The credit was introduced in 1981 to increase technical jobs in America by encouraging businesses to invest in innovation. It is calculated based on the wages of the employees performing the qualifying work, making it the most valuable, permanent tax incentive available to American businesses. Furthermore, it can be claimed at the federal and state levels, with over 30 available state credits.
This works for businesses of all sizes, not just major corporations with research labs. What constitutes R&D concerning the credit is much more expansive than business owners realize.
Several factors go into claiming the research and development tax credit. Companies may claim the credit for both current and prior tax years, and documenting their R&D activities can help ensure that they are eligible to claim the credit for all open years.
Businesses need to continuously evaluate and document their research activities to authenticate the costs incurred for each qualified research activity. While some estimations may be involved, they must have a genuine basis for the assumptions used to create those estimates.
Examples of documentation include:
- Payroll records
- General ledger expense detail
- Project lists
- Project notes
- Documents produced through the normal course of business
These records, coupled with credible employee testimony, can form the basis of an R&D tax credit claim. Our comprehensive process can quickly identify and gather this information to substantiate your claim, ensuring you receive the total value you are entitled to under relevant I.R.S. guidelines and Treasury regulations.

[The task] In the passage on the research and development tax credit, condense the paragraph beginning "The credit was introduced in 1981" into a short bulleted list that keeps its main facts.

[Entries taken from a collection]
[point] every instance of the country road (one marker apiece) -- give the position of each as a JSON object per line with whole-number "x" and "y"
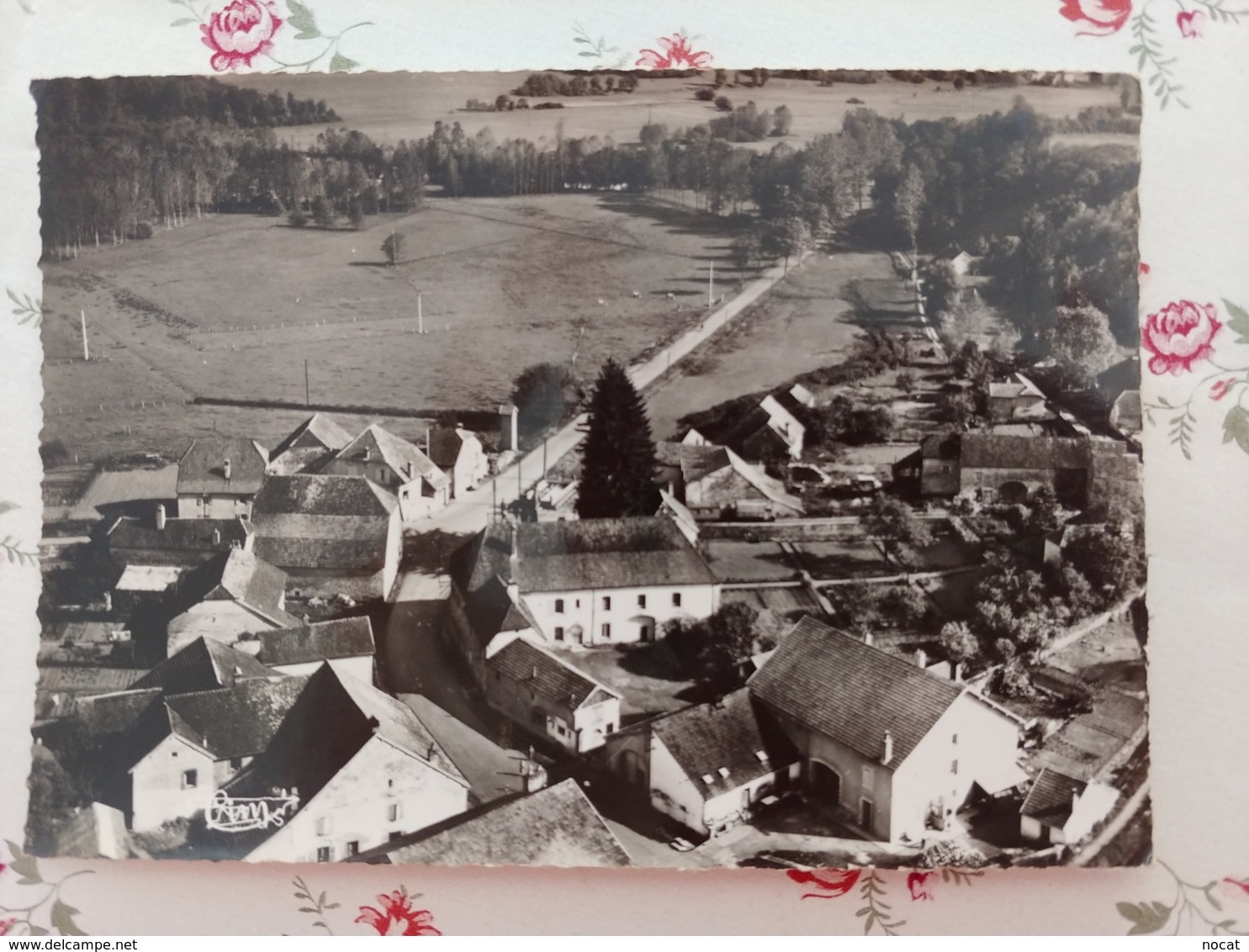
{"x": 471, "y": 512}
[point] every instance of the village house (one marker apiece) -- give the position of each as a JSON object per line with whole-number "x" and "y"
{"x": 397, "y": 466}
{"x": 548, "y": 696}
{"x": 1016, "y": 399}
{"x": 310, "y": 444}
{"x": 461, "y": 456}
{"x": 897, "y": 750}
{"x": 711, "y": 766}
{"x": 715, "y": 483}
{"x": 363, "y": 766}
{"x": 1063, "y": 810}
{"x": 347, "y": 643}
{"x": 330, "y": 534}
{"x": 184, "y": 748}
{"x": 218, "y": 478}
{"x": 231, "y": 594}
{"x": 558, "y": 826}
{"x": 586, "y": 583}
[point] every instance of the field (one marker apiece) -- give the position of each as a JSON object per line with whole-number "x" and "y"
{"x": 405, "y": 105}
{"x": 504, "y": 283}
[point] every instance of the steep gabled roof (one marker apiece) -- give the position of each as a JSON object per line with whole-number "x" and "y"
{"x": 201, "y": 470}
{"x": 397, "y": 454}
{"x": 235, "y": 721}
{"x": 316, "y": 432}
{"x": 548, "y": 676}
{"x": 556, "y": 826}
{"x": 204, "y": 665}
{"x": 851, "y": 691}
{"x": 317, "y": 641}
{"x": 239, "y": 575}
{"x": 1051, "y": 800}
{"x": 722, "y": 745}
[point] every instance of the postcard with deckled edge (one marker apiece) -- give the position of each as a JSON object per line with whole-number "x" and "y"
{"x": 654, "y": 460}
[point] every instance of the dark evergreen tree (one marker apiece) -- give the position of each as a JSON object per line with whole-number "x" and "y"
{"x": 617, "y": 475}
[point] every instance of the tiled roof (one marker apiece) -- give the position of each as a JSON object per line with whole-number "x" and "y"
{"x": 491, "y": 771}
{"x": 1051, "y": 799}
{"x": 982, "y": 450}
{"x": 180, "y": 535}
{"x": 556, "y": 826}
{"x": 550, "y": 677}
{"x": 852, "y": 692}
{"x": 445, "y": 447}
{"x": 319, "y": 434}
{"x": 319, "y": 641}
{"x": 201, "y": 470}
{"x": 317, "y": 495}
{"x": 234, "y": 721}
{"x": 728, "y": 741}
{"x": 204, "y": 665}
{"x": 334, "y": 717}
{"x": 397, "y": 454}
{"x": 239, "y": 575}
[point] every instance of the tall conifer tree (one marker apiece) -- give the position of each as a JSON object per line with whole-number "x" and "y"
{"x": 617, "y": 475}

[Result of this task]
- Introduced in 1981 to increase technical jobs in America by encouraging business investment in innovation
- Calculated from the wages of employees who perform the qualifying work
- The most valuable permanent tax incentive available to American businesses
- Can be claimed at both the federal and state levels, with over 30 state credits available